Подхватите приведенный ниже текст о чемреках и Щетинине и допишите его после последнего предложения.

======== Фрагмент текста ========

Выбрать главу

Бывшие чемреки твердо уверены, что вскоре наступит время полного равенства людей, когда все в беде поравняются — а тогда и беды не будет […] Горнило испытаний и бедствий, которое создал им и через которые правил их ужасный вождь, принесло им большую пользу: они вышли из этих жестоких испытаний победителями неправды и воскресшими к новой, хорошей и радостной жизни [1872].

Как бы ни концептуализировать этот опыт — в поэтических терминах, как демонизм; в политических, как тоталитаризм; или в психологических, как садомазохизм, — надо признать, что Щетинин задумал серьезный проект переустройства жизни, а революционно настроенные интеллектуалы летописали его подвиг с не меньшей серьезностью.

======== Исходные данные ========

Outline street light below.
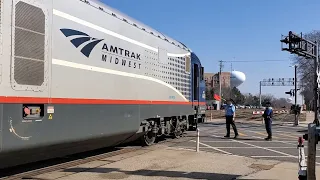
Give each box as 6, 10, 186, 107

========

• **Ответ**:
Мы знаем портрет Щетинина еще из одного выразительного источника; женские слова расскажут нам об источнике силы этого демонического человека понятнее, чем его собственные туманные тексты, а также отзывы мужчин, каждый из которых видел в нем собственную утопию или анти-утопию. В 1914 Щетинин в очередной раз сидел в тюрьме и оттуда написал Вере Жуковской письмо с интересными предложениями. Жуковская пошла советоваться к Пругавину, который сказал о Щетинине: «Это большой мерзавец, но в то же время замечательный человек — живой Бог, личность удивительная» и с «организацией обширной» [1873]. Пругавин и в этот раз использовал Жуковскую как своего агента. «Я Вам искренне советую повидаться со Щетининым: это будет одно из новых ощущений, какие Вы так любите […] не забудьте же мне рассказать о Вашей встрече с Щетининым, это меня горячо интересует», — напутствовал Пругавин свою племянницу. Посетить Щетинина в тюрьме ей помог Распутин. Он отозвался о Щетинине как о блуднике хуже Лота, но нужное письмо написал.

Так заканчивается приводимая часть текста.